Dataset excerpt
· · ·

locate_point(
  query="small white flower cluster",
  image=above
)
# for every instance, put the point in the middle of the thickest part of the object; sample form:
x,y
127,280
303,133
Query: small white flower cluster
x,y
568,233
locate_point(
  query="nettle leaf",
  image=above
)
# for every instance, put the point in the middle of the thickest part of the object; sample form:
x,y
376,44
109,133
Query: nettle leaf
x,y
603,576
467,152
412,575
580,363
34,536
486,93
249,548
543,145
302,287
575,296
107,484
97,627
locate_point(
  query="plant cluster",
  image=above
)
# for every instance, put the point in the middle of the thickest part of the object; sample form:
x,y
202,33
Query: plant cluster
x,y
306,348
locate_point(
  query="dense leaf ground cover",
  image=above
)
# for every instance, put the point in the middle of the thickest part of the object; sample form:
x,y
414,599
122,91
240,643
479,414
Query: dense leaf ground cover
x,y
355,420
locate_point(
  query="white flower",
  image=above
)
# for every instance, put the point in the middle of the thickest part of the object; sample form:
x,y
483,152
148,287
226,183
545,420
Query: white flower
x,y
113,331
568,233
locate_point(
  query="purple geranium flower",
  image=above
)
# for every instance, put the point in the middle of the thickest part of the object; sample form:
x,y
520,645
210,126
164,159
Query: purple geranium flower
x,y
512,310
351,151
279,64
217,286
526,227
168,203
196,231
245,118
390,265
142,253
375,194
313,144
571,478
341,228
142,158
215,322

· · ·

INSTRUCTIONS FOR THE TASK:
From the records above, extract everything verbatim.

SOLUTION:
locate_point(
  query="small white flower cluster",
  image=above
)
# for every instance, put the point in the middle of the thickest part of the object; sample form:
x,y
127,280
303,133
Query: small white flower cluster
x,y
568,233
locate_point(
  query="nettle leaf",
  image=above
)
# for every instance, put the point in the middle of the thickest part of the object; sample form:
x,y
376,44
109,133
Query: nettle leaf
x,y
603,576
467,152
412,575
580,363
34,536
486,93
249,548
543,145
302,287
575,296
107,484
97,627
locate_point(
  query="plant cluster",
  image=above
)
# for every instance, put the point in the middle of the thickest part of the object; sample form:
x,y
202,33
Query: plant cluster
x,y
306,348
locate_point(
  query="dense leaf ground cover",
  image=above
)
# for every instance, put the point in the middle of the thickest part of the object; sample form:
x,y
414,599
122,91
240,643
479,414
Query: dense leaf ground cover
x,y
355,420
locate_point(
  query="white flower",
  image=above
)
# for every instance, put the point in the middle of the thickest part of the object; sample form:
x,y
483,152
148,287
226,183
545,420
Query: white flower
x,y
113,331
568,233
locate_point(
  query="purple geranium flower",
  image=above
)
# for every instance, put the point in the middle of the thickest part of the object; sample form:
x,y
520,645
210,126
164,159
Query: purple geranium flower
x,y
512,310
351,151
279,64
217,286
526,227
168,203
196,231
245,118
390,265
142,253
375,194
313,144
571,478
341,228
142,158
215,322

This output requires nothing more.